Data for the task -
= = = = = = =

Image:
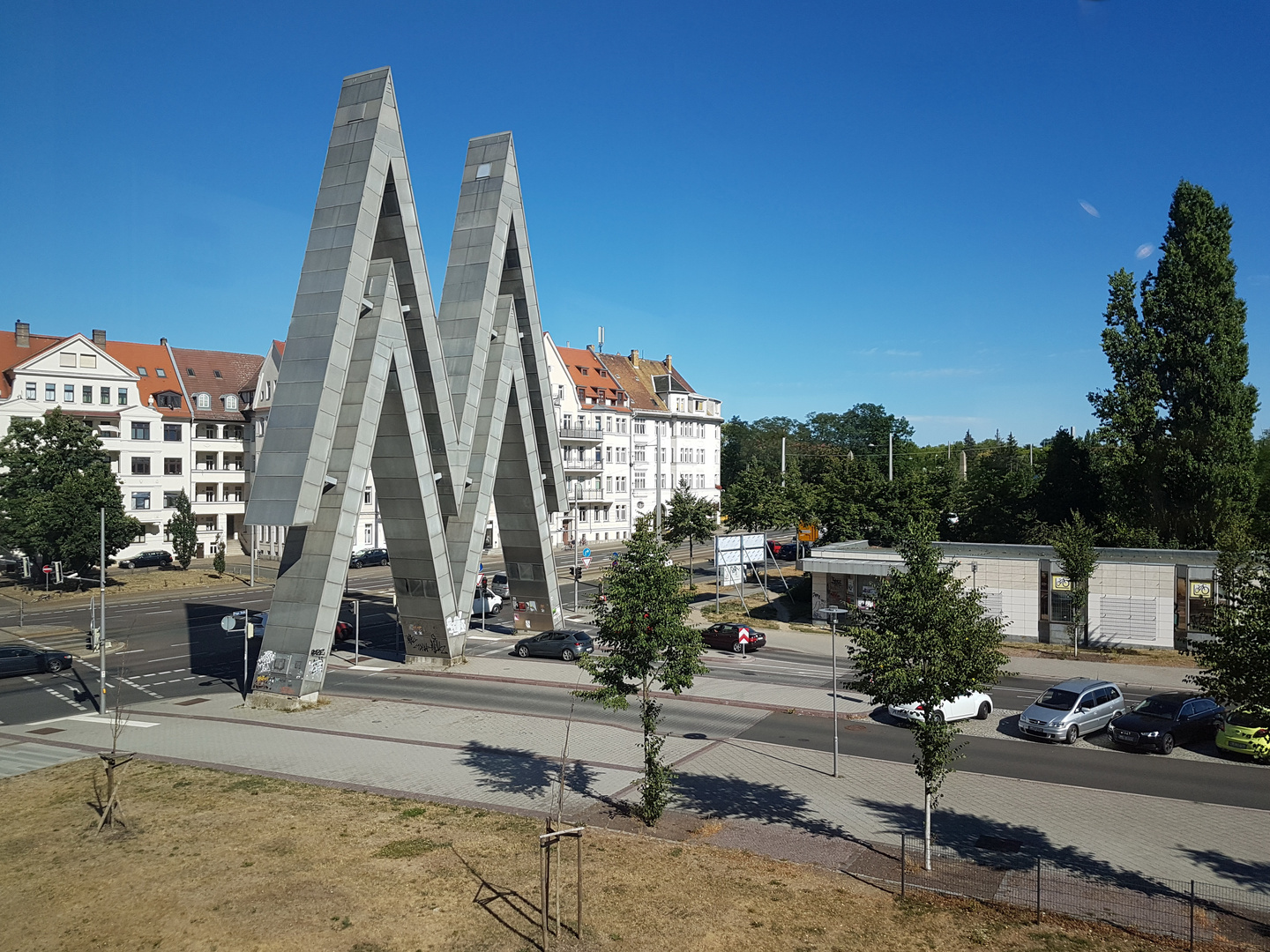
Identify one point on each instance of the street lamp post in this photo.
(834, 614)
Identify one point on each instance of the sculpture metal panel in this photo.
(450, 412)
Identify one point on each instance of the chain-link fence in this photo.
(1201, 914)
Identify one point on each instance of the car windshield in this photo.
(1157, 707)
(1057, 700)
(1249, 718)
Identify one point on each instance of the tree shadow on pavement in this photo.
(516, 770)
(732, 798)
(1254, 874)
(967, 833)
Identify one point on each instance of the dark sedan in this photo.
(19, 659)
(371, 556)
(1162, 721)
(565, 645)
(146, 560)
(728, 637)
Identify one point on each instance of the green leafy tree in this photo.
(930, 641)
(691, 519)
(755, 501)
(1077, 559)
(183, 531)
(55, 479)
(1235, 663)
(646, 643)
(1179, 417)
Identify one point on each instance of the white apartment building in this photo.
(146, 413)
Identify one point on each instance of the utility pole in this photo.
(101, 628)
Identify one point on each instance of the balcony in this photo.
(582, 433)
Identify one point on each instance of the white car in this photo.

= = = = = = =

The problem - Retype the full listing above precisely. Exclude each picture you find in it.

Response -
Image:
Identify one point on each instance of the street lamp post in this photo.
(834, 614)
Identify one point on each instance of the sculpture metal panel in this photo.
(450, 412)
Identify one point on each instance of the chain-link fence in this photo.
(1201, 914)
Identify one point on each instance of the car windshield in this photo.
(1157, 707)
(1057, 700)
(1249, 718)
Identify one point on each instance of the tree shadow on pavement in this photo.
(516, 770)
(732, 798)
(1254, 874)
(967, 833)
Identify one point on each instance of the dark sedan in this photo.
(19, 659)
(371, 556)
(1162, 721)
(565, 645)
(146, 560)
(728, 637)
Identify one point on each instance of the green leafy tree in this photo.
(930, 641)
(691, 519)
(755, 501)
(1077, 559)
(183, 531)
(55, 479)
(1235, 663)
(646, 643)
(1179, 417)
Identify one point on each instance of the white apartment building in this photo.
(146, 413)
Identify one point on each instance of the utility pole in this photo.
(101, 628)
Identify one point on each instance of the balcony in this photo.
(582, 433)
Identify one point on each instance of the white car in this photo.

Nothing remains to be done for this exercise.